输入命令执行处理时，可以一次性输入好几个 .js 文件。获取输入的 .js 文件名，如 2017_10.js ，得到 2017_10.md 的输出文件名。

with open(month_tweets_filename) as data_file:
		data_str = data_file.read()
		first_data_line = re.match(r'Grailbird.data.tweets_(.*) =', data_str).group(0)
		data_str = re.sub(first_data_line, '', data_str)
		data_tweets = json.loads(data_str)

data_tweets.reverse()

读取每一个要处理的 .js文件内容，去除首行的 Grailbird.data.tweets_2017_10 = ，并将 tweets 反转，按照时间由前至后。

for tweet in data_tweets :
	#处理日期时间显示格式，原时间格式为格林尼治时间，转为北京东八区时间
	created_at = tweet['created_at']
	dt = datetime.strptime(created_at, instrp)
	dt = dt.replace(tzinfo=timezone.utc)
	tzutc_8 = timezone(timedelta(hours=8))
	local_dt = dt.astimezone(tzutc_8)
	local_dt = local_dt.strftime(outstrf)
	local_datetime = local_dt[:19]
	datetime_number = re.sub(r'(\d+)-(\d+)-(\d+) (\d+):(\d+):(\d+)',r'\1\2\3\4\5\6',local_datetime)

读入每一条 tweet 内容，将 tweet 时间转为北京时间。

try:
	if tweet['entities']['urls']:
		for replaceurl in tweet['entities']['urls']:
			url = replaceurl['url']
			expanded_url = replaceurl['expanded_url']
			display_url = replaceurl['display_url']
			display_url = "&lt;a href='" + expanded_url + "' target=\"_blank\"&gt;" + display_url + "&lt;/a&gt;"
			tweet_text = re.sub(url, display_url, tweet_text)
except KeyError:
	pass

将 tweet['text']里包含的网址 url 转为原先内容，twitter 默认将它转为系统短链。

******************************

▸ 任务目标 1
列出推文处理说明的代码中，从 tweet['entities']['urls'] 的每一项里读取的全部字段名。
▸ 任务目标 2
根据推文处理说明，推文的时间由格林尼治时间转换为哪个时区的时间？
▸ 任务目标 3
请接着推文处理说明的最后一句往下写。
下方资料无需参考。

▸ 所示资料

******************************

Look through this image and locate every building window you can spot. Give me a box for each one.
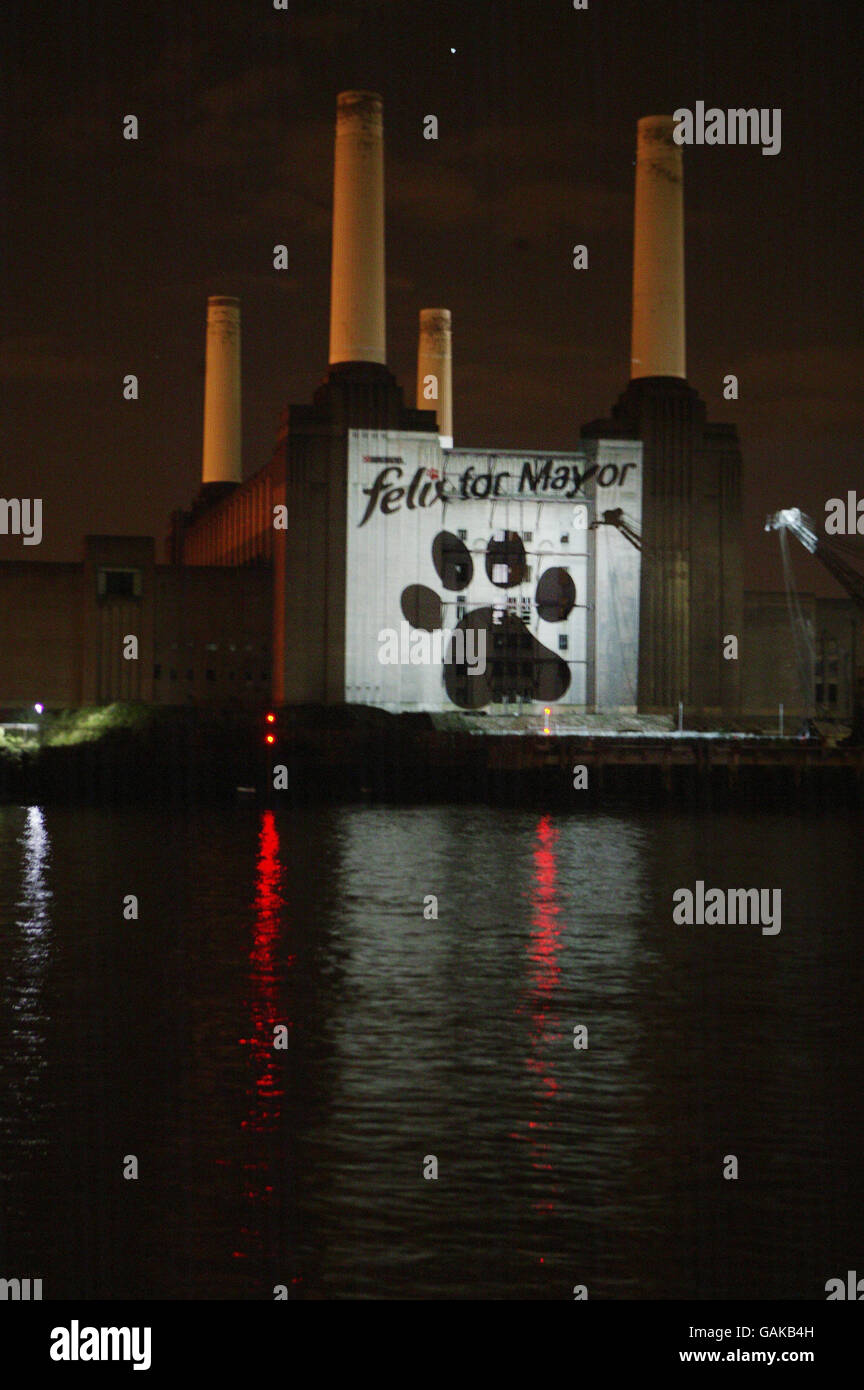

******************************

▸ 输出结果 1
url、expanded_url、display_url

▸ 输出结果 2
转换为北京时间，即东八区时间。

▸ 输出结果 3
media_directory_name = datetime_number[:6]
if not os.path.isdir(media_directory_name):
	os.mkdir(media_directory_name)

建立以年月为名称的文件夹用来保存当月的图片和视频。

if 'extended_entities' in tweet.keys() and 'media' in tweet['extended_entities'].keys(): 
	medialist.extend(tweet['extended_entities']['media'])
if 'retweeted_status' in tweet.keys() and 'extended_entities' in tweet['retweeted_status'].keys() \
	and 'media' in tweet['retweeted_status']['extended_entities'].keys():
	medialist.extend(tweet['retweeted_status']['extended_entities']['media'])
	
medialist = list(dedupe(medialist, key=lambda d: d['media_url_https']))

tweet 文里包含的图片和视频信息存在 tweet['extended_entities']['media']或者tweet['retweeted_status']['extended_entities']['media']里，if 依次判断是否存在这个主键，保险起见将tweet['extended_entities']['media']和tweet['retweeted_status']['extended_entities']['media']内容合并在一起，去除重复内容，得到最终的 medialist 列表，每一个列表元素代表一个多媒体。

for media in medialist:
	if media['type']=="photo" :
		media_url_https = media['media_url_https']
		media_filename = os.path.basename(media_url_https)
		# Download the original/best image size, rather than the default one
		better_media_url_https = media_url_https + ':orig'
		local_media_filename = '%s/%sX%s%sH%s' %\
			(media_directory_name, datetime_number, tweet['id'], tweet_image_count+1, media_filename)
		if os.path.isfile(local_media_filename):
			print("\t*********已经下载过这张图片{0}，此处略过！".format(media_url_https))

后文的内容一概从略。